**WRITTEN TASK A**
Decide whether each statement below agrees with the sundae text. Answer yes or no for each, and quote the deciding words of the text. (i) National Ice Cream Day was created by President Ronald Reagan. (ii) The ice cream industry brings in about $10 billion a year. (iii) The Ithaca city council signed a resolution condemning Two Rivers.
**WRITTEN TASK B**
Pull out every line of the records that contains the word "fingernail".

**TEXT SECTION**
====================

The timing of what will surely become known as the
Great Ice-Cream Sundae War of 2006 is impeccable.
Sunday is National Ice Cream Day, created in
1984--pre-obesity epidemic--by President Ronald
Reagan to recognize the impact frozen dairy has had
on the lives of sweet-toothed Americans. Indeed, the
International Ice Cream Association says nearly 10
percent of the milk produced by U.S. dairy farmers
is used to make ice cream, and the industry pulls in
some $20 billion a year.

A sundae from the Washington
House in Two Rivers, Wisc.
(Tribune photo by E. Jason Wambsgans) Jul 14,
2006 |
So it's understandable that Two Rivers and Ithaca
each want a piece of the ice-cream pie. This
inter-city grappling, however, has brought new
meaning to the term "cold war."
The Two Rivers City Council signed a
resolution last month condemning Ithaca's
"revisionist history" and ordering it to "cease and
desist" all promotional activity regarding the
sundae. Ithaca's mayor fired back with a taunting
proclamation telling the Wisconsinites: "you got
nothin', baby."
Two Rivers City Manager Greg Buckley then wrote a
pre-emptive "Sundae
Fight Song," which includes the tart lyric:
"Topped with chocolate, or with cherries/and with
lots of nuts./Try to claim our sundae and/we'll kick
your butts!"

====================

**TASK MATERIAL**
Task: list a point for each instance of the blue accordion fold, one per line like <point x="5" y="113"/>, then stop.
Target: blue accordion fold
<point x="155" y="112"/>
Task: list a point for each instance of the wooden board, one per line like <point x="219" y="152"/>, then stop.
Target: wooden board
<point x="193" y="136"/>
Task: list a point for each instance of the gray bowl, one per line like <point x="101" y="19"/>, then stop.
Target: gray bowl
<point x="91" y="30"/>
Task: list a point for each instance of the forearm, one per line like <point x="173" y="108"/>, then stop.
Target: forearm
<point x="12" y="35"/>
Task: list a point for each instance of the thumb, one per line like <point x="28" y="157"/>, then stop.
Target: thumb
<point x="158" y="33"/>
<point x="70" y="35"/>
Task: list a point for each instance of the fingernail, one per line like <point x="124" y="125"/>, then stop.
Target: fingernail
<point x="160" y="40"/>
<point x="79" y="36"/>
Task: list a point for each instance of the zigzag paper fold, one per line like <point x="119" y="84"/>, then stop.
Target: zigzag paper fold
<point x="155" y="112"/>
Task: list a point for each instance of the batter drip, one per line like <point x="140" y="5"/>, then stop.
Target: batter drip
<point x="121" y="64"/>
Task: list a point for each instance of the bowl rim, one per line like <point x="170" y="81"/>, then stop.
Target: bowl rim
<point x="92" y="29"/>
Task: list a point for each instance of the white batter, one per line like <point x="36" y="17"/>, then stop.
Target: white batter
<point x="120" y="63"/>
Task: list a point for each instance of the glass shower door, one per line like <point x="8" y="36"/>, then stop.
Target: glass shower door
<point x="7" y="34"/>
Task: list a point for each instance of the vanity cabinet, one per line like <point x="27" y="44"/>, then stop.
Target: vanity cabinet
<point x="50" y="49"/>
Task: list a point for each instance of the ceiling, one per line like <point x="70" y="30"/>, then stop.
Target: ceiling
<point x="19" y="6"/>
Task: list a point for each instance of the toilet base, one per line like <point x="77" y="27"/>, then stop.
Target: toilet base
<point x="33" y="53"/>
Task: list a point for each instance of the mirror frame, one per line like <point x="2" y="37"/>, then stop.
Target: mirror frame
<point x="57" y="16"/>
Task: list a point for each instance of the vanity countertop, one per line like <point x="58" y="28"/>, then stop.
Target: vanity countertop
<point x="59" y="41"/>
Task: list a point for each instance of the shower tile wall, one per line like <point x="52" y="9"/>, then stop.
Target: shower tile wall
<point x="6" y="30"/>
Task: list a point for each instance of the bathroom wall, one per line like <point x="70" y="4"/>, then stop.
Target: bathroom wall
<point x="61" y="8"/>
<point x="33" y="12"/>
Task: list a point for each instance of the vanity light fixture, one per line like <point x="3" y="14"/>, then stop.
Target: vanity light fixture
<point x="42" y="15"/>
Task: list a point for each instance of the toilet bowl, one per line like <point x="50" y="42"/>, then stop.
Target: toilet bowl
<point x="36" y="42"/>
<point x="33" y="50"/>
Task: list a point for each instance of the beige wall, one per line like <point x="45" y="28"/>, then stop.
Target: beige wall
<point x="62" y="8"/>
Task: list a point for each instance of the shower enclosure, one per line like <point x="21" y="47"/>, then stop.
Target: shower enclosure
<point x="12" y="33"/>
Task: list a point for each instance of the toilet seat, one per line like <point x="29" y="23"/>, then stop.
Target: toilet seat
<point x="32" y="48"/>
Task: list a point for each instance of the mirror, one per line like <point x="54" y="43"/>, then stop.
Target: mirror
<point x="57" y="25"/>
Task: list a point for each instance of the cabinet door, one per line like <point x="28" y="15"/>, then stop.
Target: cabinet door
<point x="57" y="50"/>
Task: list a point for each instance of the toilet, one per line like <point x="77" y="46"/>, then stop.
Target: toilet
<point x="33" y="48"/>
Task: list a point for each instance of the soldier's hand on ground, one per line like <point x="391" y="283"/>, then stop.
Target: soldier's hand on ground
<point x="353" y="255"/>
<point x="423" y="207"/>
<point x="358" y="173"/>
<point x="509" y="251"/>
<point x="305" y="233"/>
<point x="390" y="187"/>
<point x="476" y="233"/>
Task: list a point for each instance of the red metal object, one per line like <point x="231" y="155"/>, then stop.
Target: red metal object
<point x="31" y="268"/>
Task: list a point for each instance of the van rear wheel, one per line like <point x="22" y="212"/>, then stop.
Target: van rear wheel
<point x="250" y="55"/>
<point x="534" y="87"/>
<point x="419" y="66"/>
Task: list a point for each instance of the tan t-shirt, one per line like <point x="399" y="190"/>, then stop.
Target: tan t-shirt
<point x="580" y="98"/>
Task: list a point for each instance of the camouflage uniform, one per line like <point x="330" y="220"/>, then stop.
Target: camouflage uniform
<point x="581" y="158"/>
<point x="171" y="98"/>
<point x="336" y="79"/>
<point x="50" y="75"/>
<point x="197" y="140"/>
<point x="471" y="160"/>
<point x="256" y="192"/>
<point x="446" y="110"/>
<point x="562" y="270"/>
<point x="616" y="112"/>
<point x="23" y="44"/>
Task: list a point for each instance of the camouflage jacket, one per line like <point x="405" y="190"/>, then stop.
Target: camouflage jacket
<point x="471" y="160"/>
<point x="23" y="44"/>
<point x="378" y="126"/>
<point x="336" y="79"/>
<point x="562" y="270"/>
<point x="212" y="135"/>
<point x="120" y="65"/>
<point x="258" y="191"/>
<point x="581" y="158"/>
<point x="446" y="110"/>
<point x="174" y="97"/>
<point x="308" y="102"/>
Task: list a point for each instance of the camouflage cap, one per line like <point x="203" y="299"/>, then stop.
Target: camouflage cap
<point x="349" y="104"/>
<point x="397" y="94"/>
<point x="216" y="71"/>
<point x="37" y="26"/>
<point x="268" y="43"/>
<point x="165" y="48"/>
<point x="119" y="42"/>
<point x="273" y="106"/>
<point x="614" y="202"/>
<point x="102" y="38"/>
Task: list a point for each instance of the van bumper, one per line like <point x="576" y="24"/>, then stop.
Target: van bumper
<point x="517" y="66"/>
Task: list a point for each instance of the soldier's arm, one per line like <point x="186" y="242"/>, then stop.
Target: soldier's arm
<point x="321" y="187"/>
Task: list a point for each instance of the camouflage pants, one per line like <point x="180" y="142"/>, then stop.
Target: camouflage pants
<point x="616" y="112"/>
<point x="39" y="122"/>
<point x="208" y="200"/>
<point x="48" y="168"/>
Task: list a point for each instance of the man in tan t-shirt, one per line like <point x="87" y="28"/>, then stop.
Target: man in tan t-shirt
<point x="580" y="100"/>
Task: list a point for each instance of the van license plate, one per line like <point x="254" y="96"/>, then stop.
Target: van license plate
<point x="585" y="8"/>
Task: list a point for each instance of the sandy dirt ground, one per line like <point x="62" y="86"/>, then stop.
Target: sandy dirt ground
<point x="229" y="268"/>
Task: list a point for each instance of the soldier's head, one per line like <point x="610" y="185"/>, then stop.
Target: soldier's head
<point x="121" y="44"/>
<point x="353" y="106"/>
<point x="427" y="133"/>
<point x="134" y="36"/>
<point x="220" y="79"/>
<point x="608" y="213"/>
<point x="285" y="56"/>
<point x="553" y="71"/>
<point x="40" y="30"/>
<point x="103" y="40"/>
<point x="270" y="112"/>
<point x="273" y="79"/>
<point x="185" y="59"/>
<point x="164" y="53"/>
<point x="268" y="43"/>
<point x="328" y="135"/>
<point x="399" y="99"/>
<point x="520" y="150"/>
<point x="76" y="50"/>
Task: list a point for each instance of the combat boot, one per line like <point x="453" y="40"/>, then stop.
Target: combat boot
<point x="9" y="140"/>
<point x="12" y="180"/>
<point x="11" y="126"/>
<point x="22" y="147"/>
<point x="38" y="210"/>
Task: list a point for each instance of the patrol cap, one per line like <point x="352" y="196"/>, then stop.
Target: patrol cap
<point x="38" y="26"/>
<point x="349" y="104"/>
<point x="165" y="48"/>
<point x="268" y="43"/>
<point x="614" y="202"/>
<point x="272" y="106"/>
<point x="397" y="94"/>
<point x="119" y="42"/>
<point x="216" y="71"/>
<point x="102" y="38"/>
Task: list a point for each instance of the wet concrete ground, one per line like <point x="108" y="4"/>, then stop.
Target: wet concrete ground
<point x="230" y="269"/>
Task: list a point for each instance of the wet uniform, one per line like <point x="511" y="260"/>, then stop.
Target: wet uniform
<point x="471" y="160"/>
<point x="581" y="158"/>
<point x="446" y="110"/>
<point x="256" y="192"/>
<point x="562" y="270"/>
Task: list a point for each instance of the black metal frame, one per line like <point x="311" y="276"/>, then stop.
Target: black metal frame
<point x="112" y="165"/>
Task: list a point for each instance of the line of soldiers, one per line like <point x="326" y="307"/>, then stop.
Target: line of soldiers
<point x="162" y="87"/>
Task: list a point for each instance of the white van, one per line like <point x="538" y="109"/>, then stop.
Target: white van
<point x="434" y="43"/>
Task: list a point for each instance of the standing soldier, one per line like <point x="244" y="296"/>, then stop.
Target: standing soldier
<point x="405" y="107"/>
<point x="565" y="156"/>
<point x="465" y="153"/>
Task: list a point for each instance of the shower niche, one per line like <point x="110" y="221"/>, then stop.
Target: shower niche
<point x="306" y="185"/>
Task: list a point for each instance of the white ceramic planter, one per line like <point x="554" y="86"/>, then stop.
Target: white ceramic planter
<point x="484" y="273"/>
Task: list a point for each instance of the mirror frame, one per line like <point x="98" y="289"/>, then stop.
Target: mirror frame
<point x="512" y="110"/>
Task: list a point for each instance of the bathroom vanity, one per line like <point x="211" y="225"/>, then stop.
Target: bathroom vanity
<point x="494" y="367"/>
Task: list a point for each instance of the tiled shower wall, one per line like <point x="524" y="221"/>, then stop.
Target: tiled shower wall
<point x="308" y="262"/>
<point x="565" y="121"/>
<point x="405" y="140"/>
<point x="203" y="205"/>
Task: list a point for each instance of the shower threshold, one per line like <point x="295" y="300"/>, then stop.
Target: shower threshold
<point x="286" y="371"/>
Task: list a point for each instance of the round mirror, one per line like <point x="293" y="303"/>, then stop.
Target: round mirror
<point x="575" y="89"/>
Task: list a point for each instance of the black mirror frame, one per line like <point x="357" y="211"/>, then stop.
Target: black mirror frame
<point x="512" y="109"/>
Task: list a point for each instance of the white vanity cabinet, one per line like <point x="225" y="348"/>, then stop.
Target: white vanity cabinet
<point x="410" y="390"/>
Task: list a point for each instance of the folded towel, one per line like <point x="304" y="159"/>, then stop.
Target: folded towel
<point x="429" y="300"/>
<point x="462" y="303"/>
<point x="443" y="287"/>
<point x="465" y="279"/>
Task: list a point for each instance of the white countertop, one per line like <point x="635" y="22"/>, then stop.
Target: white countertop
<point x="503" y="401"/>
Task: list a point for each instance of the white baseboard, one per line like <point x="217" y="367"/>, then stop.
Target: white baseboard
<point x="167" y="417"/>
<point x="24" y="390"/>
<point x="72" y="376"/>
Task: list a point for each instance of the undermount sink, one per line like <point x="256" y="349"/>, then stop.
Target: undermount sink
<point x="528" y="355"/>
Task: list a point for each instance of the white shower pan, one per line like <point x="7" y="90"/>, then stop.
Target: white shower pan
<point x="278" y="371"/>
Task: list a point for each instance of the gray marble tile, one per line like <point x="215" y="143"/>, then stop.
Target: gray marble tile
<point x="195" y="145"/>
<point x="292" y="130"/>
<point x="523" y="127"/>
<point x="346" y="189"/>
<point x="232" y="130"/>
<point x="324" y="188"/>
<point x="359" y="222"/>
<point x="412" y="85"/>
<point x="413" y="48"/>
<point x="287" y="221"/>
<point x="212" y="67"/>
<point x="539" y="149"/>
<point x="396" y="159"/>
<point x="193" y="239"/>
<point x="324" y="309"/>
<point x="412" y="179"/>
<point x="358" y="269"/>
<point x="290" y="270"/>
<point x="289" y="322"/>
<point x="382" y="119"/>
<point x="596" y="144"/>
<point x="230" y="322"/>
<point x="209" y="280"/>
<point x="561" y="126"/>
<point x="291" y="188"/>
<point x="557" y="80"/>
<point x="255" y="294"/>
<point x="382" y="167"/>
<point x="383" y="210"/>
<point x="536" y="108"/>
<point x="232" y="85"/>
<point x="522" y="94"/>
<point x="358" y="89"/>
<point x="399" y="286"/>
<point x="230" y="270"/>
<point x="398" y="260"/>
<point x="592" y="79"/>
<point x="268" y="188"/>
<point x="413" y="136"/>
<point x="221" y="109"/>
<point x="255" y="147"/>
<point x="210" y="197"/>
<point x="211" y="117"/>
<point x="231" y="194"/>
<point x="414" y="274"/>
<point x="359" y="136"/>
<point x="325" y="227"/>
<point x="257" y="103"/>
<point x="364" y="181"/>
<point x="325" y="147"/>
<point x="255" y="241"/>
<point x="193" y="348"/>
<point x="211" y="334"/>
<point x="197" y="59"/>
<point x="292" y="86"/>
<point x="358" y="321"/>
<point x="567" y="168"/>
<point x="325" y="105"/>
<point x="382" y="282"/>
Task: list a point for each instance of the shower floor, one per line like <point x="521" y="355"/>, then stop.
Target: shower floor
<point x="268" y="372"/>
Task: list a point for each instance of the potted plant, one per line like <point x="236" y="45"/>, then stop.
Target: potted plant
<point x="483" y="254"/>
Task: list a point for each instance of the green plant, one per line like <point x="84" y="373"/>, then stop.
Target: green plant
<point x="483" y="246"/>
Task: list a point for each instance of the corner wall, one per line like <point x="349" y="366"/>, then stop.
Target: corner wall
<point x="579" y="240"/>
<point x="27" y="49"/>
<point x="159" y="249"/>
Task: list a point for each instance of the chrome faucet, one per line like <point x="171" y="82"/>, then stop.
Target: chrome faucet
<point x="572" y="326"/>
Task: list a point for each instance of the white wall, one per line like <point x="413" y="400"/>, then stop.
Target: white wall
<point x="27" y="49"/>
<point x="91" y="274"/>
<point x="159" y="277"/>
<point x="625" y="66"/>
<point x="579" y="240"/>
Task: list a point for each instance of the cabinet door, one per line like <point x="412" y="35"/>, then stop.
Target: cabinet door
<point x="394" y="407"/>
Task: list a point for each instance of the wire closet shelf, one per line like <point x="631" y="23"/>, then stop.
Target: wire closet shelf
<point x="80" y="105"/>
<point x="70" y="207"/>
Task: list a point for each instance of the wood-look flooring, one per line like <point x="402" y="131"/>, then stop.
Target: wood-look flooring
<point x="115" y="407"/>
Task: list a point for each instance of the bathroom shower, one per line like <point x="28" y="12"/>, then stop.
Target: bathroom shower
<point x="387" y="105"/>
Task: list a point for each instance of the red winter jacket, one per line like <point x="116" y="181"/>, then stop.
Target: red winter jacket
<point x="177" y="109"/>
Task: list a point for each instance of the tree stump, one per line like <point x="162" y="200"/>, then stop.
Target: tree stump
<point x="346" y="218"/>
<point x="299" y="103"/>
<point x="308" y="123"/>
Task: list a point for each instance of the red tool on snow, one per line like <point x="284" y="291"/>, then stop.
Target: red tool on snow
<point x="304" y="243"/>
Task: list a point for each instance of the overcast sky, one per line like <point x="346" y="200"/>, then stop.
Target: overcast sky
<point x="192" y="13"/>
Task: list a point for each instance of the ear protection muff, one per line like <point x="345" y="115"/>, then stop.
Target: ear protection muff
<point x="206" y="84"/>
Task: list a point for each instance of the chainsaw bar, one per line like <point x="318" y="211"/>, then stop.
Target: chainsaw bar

====================

**CORRECT RESPONSE A**
(i) Yes: "Sunday is National Ice Cream Day, created in 1984--pre-obesity epidemic--by President Ronald Reagan"
(ii) No: "the industry pulls in some $20 billion a year"
(iii) No: "The Two Rivers City Council signed a resolution last month condemning Ithaca's "revisionist history""

**CORRECT RESPONSE B**
Task: list a point for each instance of the fingernail, one per line like <point x="124" y="125"/>, then stop.
Target: fingernail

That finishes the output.